** BEGIN Excerpt **

# Valve clearance on Briggs 8 hp



## cranman (Jan 23, 2016)

Greetings friends...I was thinking of repowering a 1978 Toro 8 26 , but decided to tear into the Briggs first to see what was up. It had extemely low compression, when pulled over by hand and 40 lbs spinning over with the starter. When I got inside, I checked the valve clearance.....nothing. The cylinder walls were perfect and no slop in the piston. What is the optimal valve clearance? Thanks in advance


----------



## skutflut (Oct 16, 2015)

What engine model?


----------



## Blackfin (Jan 25, 2016)

I believe an 8HP Briggs uses 0.008" on the intake and 0.012" on the exhaust.

If the valve clearance has closed up considerably (or is gone to zero) you probably have valve seat recession and/or valve face wear issues. When you get the valves out of it do a thorough inspection of everything to make sure it's worth saving. Also check the valve guide clearance. You might consider at least lapping the valves with some fine compound prior to setting the gap though if the seat or face is too far gone this may be pointless.

Keep in mind that a compression test on an engine equipped with a compression release is going to give suspect results. If you can spin the engine backwards for the test you'll learn a bit more. A leakdown tester would tell you even more. This is moot, however, if you've already established that the valve clearances are nil.


----------



## cranman (Jan 23, 2016)

Thanks again guys...the model number is 190402. I'll lap them and grind the stems ....and check the guides of course....but I'm not going to get really fussy LOL.


----------



## Blackfin (Jan 25, 2016)

cranman said:


> Thanks again guys...the model number is 190402. I'll lap them and grind the stems ....and check the guides of course....but I'm not going to get really fussy LOL.

** END Excerpt **

**Your tasks:**
1 - Answer these questions about the valve clearance thread:
(a) What year is the Toro that cranman thought of repowering?
(b) What intake and exhaust clearances does Blackfin give for an 8HP Briggs?
(c) What model number does cranman report?
2 - Transcribe the valve clearance thread starting at "I believe an" and ending at "clearances are nil.".
3 - Pick up the valve clearance thread at the point where the text stops, and write what comes next.
The listing that comes next has nothing to do with the valve clearance thread.

** BEGIN Supplied material **

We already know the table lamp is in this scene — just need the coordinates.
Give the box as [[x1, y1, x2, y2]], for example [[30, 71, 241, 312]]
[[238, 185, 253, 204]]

** END Supplied material **

**Results of the tasks:**
1 -
(a) 1978
(b) 0.008" on the intake and 0.012" on the exhaust
(c) 190402

2 -
I believe an 8HP Briggs uses 0.008" on the intake and 0.012" on the exhaust.

If the valve clearance has closed up considerably (or is gone to zero) you probably have valve seat recession and/or valve face wear issues. When you get the valves out of it do a thorough inspection of everything to make sure it's worth saving. Also check the valve guide clearance. You might consider at least lapping the valves with some fine compound prior to setting the gap though if the seat or face is too far gone this may be pointless.

Keep in mind that a compression test on an engine equipped with a compression release is going to give suspect results. If you can spin the engine backwards for the test you'll learn a bit more. A leakdown tester would tell you even more. This is moot, however, if you've already established that the valve clearances are nil.

3 -
Make sure you have at least a little bit of a gap before lapping them 

Once you have them lapped then go ahead and set the final gap.


----------



## classiccat (Mar 1, 2014)

+1 ^ I like to set the gap on the max-spec...then lap them to the middle of the spec range.

from the 270962 Briggs Service manual: 
Intake: 0.005" - 0.007"
Exhaust: 0.009" - 0.011" 

Briggs seems to be pretty conservative on the valve-guide clearance; a little movement is OK. They make an insertion tool (#19151) for checking.

EDIT: Link to the service manual


----------



## Blackfin (Jan 25, 2016)

Just double checked those numbers. Looks like the intake is 0.005-0.007" and the exhaust is 0.009-0.011" for the 190000 series Briggs engine.

EDIT: classiccat beat me to the correction.


----------



## 94EG8 (Feb 13, 2014)

Blackfin said:


> Keep in mind that a compression test on an engine equipped with a compression release is going to give suspect results. If you can spin the engine backwards for the test you'll learn a bit more.


Turn the engine over backwards by hand. When you reach the compression stroke the flywheel should rebound sharply. If so there is adequate compression to start the engine.


----------



## cranman (Jan 23, 2016)

Much appreciated for the info....I'm fortunate to have an automotive valve grinding machine to grind new faces and grind the stems....the seat look OK...I did check the guides, and the intake is fairly snug, but the exhaust is loosey goosey. Anyway of replacing the exhaust guide?....it appears to be a bushing from the valve seat....


----------



## classiccat (Mar 1, 2014)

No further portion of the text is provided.